**Passage provided**
This is how the international tax-evasion system works, both for corporations and for individuals. In both cases, the system is based on the seventy “offshore” centers-tax havens-where secret shell companies and bank accounts are used to carry out transactions that create paper profits and losses, and where the legerdemain is immune from the eyes of tax authorities and law enforcement. There are about three million shell companies. Offshore centers, with 1.2 percent of the world’s population, hold 31 percent of the assets and 26 percent of the stocks of American multinationals.

The offshore venues assess little or no taxes on foreign-owned shell companies. Some of these shells have no function other than to hold the assets of corporations or individuals. The offshore banks that handle the shell company money are not underground operations run by unknown shady characters. The banks’ managers may indeed be shady, but most of them work for subsidiaries of the multinationals-Citibank, Bank of New York, Credit Suisse, Barclays, Société Générale, Deutsche Bank, and others.

More than half of world trade is within corporations, not between them. And half the world’s trade goes through offshore centers, as corporations shift profits to where they can avoid taxes. Companies set up offshore “subsidiaries” that, on their books, perform functions that allow the firms to cut their taxes. The simplest ploy is the “sale” and “rental” back of a company’s logo or other intangible assets. Or money stashed in tax havens is “loaned” back to the U.S. company, which then deducts interest payments on its tax returns.

Even more important is transfer pricing: allocating profits for tax and other purposes among parts of a multinational corporate group. Offshore “trading” offices or companies handle imports and exports, buying a U.S. export from a company at a sharply reduced paper cost and selling it abroad for the real-world market value, so the exporting company makes no profit. That stays with the tax haven trading company. In the reverse, a company buys goods at a real price and “sells” to the U.S. firm at a grossly inflated one, so the U.S. firm has a huge cost to deduct when it uses the item in manufacture or resells it at a loss.

Simon Pak of Penn State University and John Zdanowicz of Florida International University used aggregate customs data to examine the impact of over-invoiced imports and under-invoiced exports on U.S. federal income tax revenues for 2001. The findings were staggering. Would you buy plastic buckets from the Czech Republic for $973 each, tissues from China at $1,870 a pound, a cotton dishtowel from Pakistan for $154? U.S. companies, at least on paper, were getting very little for their exported products.

If you were in business, would you sell bus and truck tires to Britain for $11.74 each, color video monitors to Pakistan for $21.90, and prefabricated buildings to Trinidad for $1.20 a unit? After all the deductions, the U.S. company has minimal profits. The offshore centers levy no taxes on “profits” claimed there. Comparing all the stated export and import prices to real-world prices, the professors figured the 2001 U.S. tax loss at $53.1 billion.

Companies using transfer pricing may file tax returns that show they are operating at a loss. What does Wall Street think? No problem: the United States allows companies to keep two sets of books, one for the Internal Revenue Service, the other for the Securities and Exchange Commission. The IRS sees a company deep in the hole, while stock buyers are pleased by profits that soar.

Transfer pricing is legal only if there is a true business purpose to the offshore entity. However, this rule is virtually never enforced, and account books in tax havens are off-limits to foreign tax and law enforcement investigators.

**Task list**
• A. Reproduce the tax-evasion passage word for word from "This is how" to "of American multinationals.".
• B. Keep writing the tax-evasion passage, picking up right after its final sentence.
The records after this line aren't needed for anything here.

**Extracted information**
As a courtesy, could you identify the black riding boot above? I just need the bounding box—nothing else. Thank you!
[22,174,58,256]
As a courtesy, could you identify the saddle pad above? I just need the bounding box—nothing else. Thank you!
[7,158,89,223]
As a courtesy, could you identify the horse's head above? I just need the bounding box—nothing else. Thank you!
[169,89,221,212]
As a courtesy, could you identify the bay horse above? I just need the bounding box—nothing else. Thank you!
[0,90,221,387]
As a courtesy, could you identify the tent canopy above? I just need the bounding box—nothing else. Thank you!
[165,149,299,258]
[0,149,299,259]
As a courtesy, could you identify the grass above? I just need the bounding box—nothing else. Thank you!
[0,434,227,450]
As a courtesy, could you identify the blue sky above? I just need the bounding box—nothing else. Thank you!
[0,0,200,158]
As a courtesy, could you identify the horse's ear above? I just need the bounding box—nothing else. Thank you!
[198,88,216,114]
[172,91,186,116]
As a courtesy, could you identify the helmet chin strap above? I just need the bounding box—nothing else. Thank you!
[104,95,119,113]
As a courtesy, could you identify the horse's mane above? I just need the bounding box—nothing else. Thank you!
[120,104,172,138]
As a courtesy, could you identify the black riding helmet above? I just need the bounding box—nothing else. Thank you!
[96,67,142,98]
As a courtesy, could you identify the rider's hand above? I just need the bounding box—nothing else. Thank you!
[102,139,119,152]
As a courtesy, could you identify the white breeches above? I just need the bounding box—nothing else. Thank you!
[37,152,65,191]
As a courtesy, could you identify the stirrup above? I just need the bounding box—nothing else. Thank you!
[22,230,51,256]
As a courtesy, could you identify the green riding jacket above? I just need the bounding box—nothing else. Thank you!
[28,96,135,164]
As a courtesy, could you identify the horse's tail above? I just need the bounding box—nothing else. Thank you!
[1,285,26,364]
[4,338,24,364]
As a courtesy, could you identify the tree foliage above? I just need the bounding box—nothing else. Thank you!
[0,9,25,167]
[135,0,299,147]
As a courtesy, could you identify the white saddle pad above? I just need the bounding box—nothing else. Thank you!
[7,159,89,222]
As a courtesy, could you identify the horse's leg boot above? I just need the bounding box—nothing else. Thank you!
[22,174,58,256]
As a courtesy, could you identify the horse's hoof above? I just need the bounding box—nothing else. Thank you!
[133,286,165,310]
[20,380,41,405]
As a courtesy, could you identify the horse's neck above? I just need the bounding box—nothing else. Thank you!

**Response list**
• A.
This is how the international tax-evasion system works, both for corporations and for individuals. In both cases, the system is based on the seventy “offshore” centers-tax havens-where secret shell companies and bank accounts are used to carry out transactions that create paper profits and losses, and where the legerdemain is immune from the eyes of tax authorities and law enforcement. There are about three million shell companies. Offshore centers, with 1.2 percent of the world’s population, hold 31 percent of the assets and 26 percent of the stocks of American multinationals.

• B.
Offshore is also used to hide companies’ overall balance sheets so tax authorities can’t judge if their returns are valid. A Miami private investigator told me, “If I have a Colombian company that imports Mercedes trucks from Germany, the company ordering the trucks will be registered in the British Virgin Islands or Curaçao. The order will be made by the ‘Dewey, Cheathem and Howe Company’; no Colombian firm will handle invoices. Colombian tax authorities won’t know how much business they’re doing.”

The Bermuda Inversion

Since the late 1990s, some companies have been combining transfer pricing with the offshore transfer of their incorporations-especially to Bermuda. As non-U.S. companies, they have many more opportunities to avoid taxes by making deductible interest, management fees, or royalty payments to the new sheltered “foreign” parent.

There was an outcry when Stanley Works announced it was moving its headquarters-on paper-from New Britain, Connecticut, to Bermuda and shifting its imaginary management to Barbados. (See Dissent, Spring 2003, “Offshore Banking: The Secret Threat to America,” by Lucy Komisar.) Though its building and staff would stay in Connecticut, where the company manufactured hammers and wrenches, it would no longer pay taxes on profits from “international trade.” It turns out that Stanley was planning to save on more than the taxes on business done outside the United States. With the help of its accountants, Stanley indicated in 2002 that even though it had paid $7 million U.S. tax on foreign income in 2001, the move would save at least $25 million in U.S. taxes, which suggests that Stanley was planning to cut taxes on U.S. profits by turning them into foreign profits. The immediate effect of the planned move would have been to increase the income of Stanley executives, who were already being paid millions. When the attorney general of Connecticut went to court, Stanley pulled back.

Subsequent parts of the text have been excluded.